• _WHAT YOU NEED TO DO_:
**a)** Copy from the blog post about Berlin the passage that begins at the words "Thursday, 26 January" and stops after the words "get too difficult.".
**b)** Translate this sentence from the blog post about Berlin into Spanish: "But Berlin captured my heart, and I haven't yet got it back."
╭─ SELECTED EXCERPT
Thursday, 26 January 2012

Berlin, please be nice to us

If you've read the numerous blogposts which I have written in my head (and not written down anywhere) you'll know that I, and the other half, have a tendency to get desperately homesick.
Homesick for a place that isn't really home, where I only sort of speak the language, and where I only lived for 9 months of my 25 years. Not the most obvious definition for home.
But Berlin captured my heart, and I haven't yet got it back. I don't know if I ever will.

We're going there tomorrow, for the first time since we left, and I'm not going with the intention of getting my heart back. I just hope I don't leave even more of it behind - it will get too difficult.

Difficult because I don't imagine it will ever be particularly possible to live there again, at least not for any great length of time. Despite learning the language on and off since I was 11, I'm not quite fluent. I can hold a decent conversation about every day things (and less everyday things, like health insurance, and symptoms of endometriosis) but I could never persuade anyone that I'm anything near a native speaker. And to be a doctor, I believe you need to make a damn good attempt at that. Working with doctors here, with less-than-perfect English (including a whole presentation on "pregnancy women"), has convinced me that my chance of being a good doctor in Germany is slim. And if I can't be good, I shouldn't be doing it.
╰─
╭─ RAW DATA
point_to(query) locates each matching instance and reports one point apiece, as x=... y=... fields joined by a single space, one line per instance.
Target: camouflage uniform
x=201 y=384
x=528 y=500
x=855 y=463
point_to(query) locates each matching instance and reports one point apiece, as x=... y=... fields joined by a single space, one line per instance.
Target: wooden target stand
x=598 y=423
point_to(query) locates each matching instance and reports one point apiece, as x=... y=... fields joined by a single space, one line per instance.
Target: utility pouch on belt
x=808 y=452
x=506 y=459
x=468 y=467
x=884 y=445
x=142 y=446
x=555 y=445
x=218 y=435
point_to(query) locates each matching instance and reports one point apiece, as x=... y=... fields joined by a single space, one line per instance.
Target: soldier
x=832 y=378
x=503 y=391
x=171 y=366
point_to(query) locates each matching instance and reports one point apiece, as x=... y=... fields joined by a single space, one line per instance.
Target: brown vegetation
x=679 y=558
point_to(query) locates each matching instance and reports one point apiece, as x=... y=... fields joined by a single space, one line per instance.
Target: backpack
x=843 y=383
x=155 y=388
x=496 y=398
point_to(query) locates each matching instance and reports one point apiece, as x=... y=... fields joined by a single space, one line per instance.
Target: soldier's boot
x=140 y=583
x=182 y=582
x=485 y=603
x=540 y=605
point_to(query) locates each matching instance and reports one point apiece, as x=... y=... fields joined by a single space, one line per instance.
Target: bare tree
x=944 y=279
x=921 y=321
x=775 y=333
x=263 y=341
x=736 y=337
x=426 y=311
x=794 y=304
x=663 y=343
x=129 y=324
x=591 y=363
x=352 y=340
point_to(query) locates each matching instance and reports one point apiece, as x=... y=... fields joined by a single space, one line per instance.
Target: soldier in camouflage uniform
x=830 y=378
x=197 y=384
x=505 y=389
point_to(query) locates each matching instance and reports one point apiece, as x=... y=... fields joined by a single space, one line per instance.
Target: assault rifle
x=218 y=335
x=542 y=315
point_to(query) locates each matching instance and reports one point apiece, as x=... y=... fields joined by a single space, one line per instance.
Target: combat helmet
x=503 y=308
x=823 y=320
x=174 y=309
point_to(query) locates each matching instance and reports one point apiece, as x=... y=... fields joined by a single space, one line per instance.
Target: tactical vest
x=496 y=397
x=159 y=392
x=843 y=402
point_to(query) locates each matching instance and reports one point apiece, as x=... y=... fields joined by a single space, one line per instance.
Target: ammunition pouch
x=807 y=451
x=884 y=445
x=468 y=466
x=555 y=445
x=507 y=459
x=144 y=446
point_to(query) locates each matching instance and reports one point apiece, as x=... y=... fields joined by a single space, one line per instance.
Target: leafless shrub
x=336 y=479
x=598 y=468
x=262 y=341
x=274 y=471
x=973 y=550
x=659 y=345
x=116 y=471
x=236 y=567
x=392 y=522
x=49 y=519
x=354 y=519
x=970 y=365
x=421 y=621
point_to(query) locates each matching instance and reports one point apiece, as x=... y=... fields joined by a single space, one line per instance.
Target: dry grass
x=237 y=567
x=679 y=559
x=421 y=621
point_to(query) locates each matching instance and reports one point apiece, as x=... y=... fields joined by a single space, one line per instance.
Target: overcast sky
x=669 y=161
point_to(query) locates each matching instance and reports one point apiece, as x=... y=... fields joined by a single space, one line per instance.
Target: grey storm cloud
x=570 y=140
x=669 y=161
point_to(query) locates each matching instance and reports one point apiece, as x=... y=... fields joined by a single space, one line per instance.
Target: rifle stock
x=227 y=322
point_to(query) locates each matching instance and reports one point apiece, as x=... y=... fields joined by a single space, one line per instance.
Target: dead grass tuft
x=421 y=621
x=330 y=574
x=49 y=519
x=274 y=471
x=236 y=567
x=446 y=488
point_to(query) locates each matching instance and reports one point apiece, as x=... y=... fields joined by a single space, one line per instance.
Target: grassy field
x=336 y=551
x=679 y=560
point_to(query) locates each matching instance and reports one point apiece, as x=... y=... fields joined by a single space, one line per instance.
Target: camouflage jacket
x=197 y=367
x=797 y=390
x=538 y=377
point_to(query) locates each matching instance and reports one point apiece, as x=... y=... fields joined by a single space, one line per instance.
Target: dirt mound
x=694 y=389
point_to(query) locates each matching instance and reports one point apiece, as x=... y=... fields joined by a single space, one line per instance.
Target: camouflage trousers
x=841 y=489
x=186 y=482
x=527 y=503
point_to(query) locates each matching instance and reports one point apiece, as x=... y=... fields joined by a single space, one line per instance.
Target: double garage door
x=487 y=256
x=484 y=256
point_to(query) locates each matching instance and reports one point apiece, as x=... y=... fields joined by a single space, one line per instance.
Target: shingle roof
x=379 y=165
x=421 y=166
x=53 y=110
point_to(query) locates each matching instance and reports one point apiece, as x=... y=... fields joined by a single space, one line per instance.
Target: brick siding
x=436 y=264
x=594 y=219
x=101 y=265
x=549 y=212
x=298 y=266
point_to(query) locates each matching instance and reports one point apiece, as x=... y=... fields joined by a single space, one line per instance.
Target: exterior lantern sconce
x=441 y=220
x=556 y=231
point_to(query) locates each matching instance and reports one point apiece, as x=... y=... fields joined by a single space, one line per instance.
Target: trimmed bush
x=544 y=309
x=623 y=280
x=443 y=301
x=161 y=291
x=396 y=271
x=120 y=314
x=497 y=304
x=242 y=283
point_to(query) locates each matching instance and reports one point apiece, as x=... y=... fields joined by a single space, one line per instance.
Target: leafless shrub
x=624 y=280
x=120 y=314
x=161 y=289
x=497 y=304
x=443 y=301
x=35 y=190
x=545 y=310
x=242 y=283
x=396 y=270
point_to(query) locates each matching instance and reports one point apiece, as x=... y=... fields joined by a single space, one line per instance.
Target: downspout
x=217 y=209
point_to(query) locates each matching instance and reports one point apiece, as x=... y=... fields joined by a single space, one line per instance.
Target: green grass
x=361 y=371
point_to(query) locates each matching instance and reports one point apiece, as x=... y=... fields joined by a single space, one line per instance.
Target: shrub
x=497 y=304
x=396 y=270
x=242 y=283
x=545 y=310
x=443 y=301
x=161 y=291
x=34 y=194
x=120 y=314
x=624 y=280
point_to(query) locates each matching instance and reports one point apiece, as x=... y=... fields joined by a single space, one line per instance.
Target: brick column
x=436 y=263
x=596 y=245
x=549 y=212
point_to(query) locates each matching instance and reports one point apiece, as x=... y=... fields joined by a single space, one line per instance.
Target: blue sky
╰─
• _RESPONSES BY TASK_:
**a)**
Thursday, 26 January 2012

Berlin, please be nice to us

If you've read the numerous blogposts which I have written in my head (and not written down anywhere) you'll know that I, and the other half, have a tendency to get desperately homesick.
Homesick for a place that isn't really home, where I only sort of speak the language, and where I only lived for 9 months of my 25 years. Not the most obvious definition for home.
But Berlin captured my heart, and I haven't yet got it back. I don't know if I ever will.

We're going there tomorrow, for the first time since we left, and I'm not going with the intention of getting my heart back. I just hope I don't leave even more of it behind - it will get too difficult.

**b)** Pero Berlín me robó el corazón, y todavía no lo he recuperado.